## Task to complete
Exact copies of the records below are required.
START Data for processing
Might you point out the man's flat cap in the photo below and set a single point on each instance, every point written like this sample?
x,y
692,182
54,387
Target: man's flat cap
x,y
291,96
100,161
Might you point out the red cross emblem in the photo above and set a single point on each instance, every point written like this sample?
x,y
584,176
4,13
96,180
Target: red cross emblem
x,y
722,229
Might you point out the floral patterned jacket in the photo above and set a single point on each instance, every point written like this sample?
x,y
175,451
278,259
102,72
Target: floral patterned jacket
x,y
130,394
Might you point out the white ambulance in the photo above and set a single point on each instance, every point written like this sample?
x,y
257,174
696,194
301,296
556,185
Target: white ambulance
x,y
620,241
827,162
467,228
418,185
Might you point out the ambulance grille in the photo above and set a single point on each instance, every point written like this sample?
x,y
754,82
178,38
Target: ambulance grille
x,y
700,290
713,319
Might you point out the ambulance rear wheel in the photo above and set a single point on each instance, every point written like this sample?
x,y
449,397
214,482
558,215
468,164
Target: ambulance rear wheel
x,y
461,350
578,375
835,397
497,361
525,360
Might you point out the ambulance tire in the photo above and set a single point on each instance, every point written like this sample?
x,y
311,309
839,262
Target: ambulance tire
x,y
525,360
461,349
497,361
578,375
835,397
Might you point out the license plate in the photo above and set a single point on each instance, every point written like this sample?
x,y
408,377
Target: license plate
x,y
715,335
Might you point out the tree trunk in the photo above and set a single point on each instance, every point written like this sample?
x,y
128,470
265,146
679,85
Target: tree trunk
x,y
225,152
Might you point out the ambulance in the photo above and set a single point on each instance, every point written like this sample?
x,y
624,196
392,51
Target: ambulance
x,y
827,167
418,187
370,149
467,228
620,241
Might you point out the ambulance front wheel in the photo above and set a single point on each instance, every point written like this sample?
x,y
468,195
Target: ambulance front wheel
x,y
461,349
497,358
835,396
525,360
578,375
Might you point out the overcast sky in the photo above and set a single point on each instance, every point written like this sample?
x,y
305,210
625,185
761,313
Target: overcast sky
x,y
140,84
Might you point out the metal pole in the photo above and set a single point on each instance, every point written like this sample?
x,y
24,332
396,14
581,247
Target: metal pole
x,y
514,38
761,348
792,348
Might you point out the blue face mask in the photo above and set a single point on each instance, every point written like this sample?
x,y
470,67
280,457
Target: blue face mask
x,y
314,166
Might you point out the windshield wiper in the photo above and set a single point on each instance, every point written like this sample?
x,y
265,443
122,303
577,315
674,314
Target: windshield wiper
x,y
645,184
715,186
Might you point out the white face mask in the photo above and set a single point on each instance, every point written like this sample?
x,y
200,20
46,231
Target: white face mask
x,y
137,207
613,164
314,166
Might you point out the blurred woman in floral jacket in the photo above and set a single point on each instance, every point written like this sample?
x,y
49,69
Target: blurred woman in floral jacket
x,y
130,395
END Data for processing
## Response to this task
Might you point out the man's flat cap in the photo below and set a single point on each instance, every point written like this sample?
x,y
692,182
54,387
Target: man's flat cap
x,y
291,96
100,161
Might you point out the red cross emblem in the photo above and set a single point on each instance, every point written like this sample?
x,y
584,176
4,13
96,180
Target: red cross emblem
x,y
722,229
Might you point out the floral patterned jacket in the photo above and set a single point on each instance, every point written like this sample?
x,y
175,451
278,259
102,72
Target: floral patterned jacket
x,y
130,394
Might you point out the white ambulance in the photo above and set a single point on each instance, every point written like this sample?
x,y
257,174
696,194
301,296
556,185
Target: white ambulance
x,y
620,241
827,162
467,228
418,185
Might you point out the ambulance grille in the photo above and set a single point on each instance, every point written like this sample?
x,y
754,82
178,38
Target: ambulance grille
x,y
700,290
713,319
Might you point out the ambulance rear wheel in the photo above and set a single point on each instance, every point written like this sample?
x,y
449,397
214,482
558,215
468,164
Target: ambulance rear wheel
x,y
461,350
578,375
835,397
497,361
525,360
Might you point out the ambulance tire in the photo above and set a single point on each instance, every point written like this sample?
x,y
311,309
839,262
Target: ambulance tire
x,y
525,360
461,349
497,361
578,375
835,397
Might you point out the license plate in the photo above and set a single point on each instance, every point written like this sample?
x,y
408,377
Target: license plate
x,y
715,335
Might you point out the tree trunk in the photo above and set a single point on each instance, every point written like this sample?
x,y
128,470
265,146
679,85
Target: tree trunk
x,y
225,152
Might you point out the ambulance in the photo above and set a single point on each instance, every point written like this sample?
x,y
624,196
392,51
Target: ambulance
x,y
827,167
418,187
370,149
467,228
620,241
Might you point out the ambulance front wheel in the photo above and set a single point on each instance, every point written like this sample?
x,y
468,195
Target: ambulance front wheel
x,y
461,349
497,358
835,396
525,360
578,375
Might you point out the overcast sky in the photo above and set a single point on each instance, every point written like this sample?
x,y
305,210
625,185
761,313
Target: overcast sky
x,y
140,84
Might you point out the metal pole in the photo above and set a single point on each instance, every point written like this sample?
x,y
24,332
396,14
581,247
Target: metal pole
x,y
514,38
761,348
792,348
Might you point out the blue face mask in the photo above and set a single point on each instance, every point written like this sample?
x,y
470,67
280,457
Target: blue face mask
x,y
314,166
Might you point out the windshield wiper in the photo above and set a single point on each instance, every point written like this sample?
x,y
265,443
122,303
577,315
674,314
Target: windshield wiper
x,y
645,184
715,186
Might you point out the white face mask in the photo above and set a single point on each instance, every point written like this sample?
x,y
200,20
46,231
Target: white face mask
x,y
137,207
613,164
314,166
Might you point out the blurred woman in floral jacket in the photo above and set a single point on each instance, every point written like this sample?
x,y
49,69
Target: blurred woman in floral jacket
x,y
130,395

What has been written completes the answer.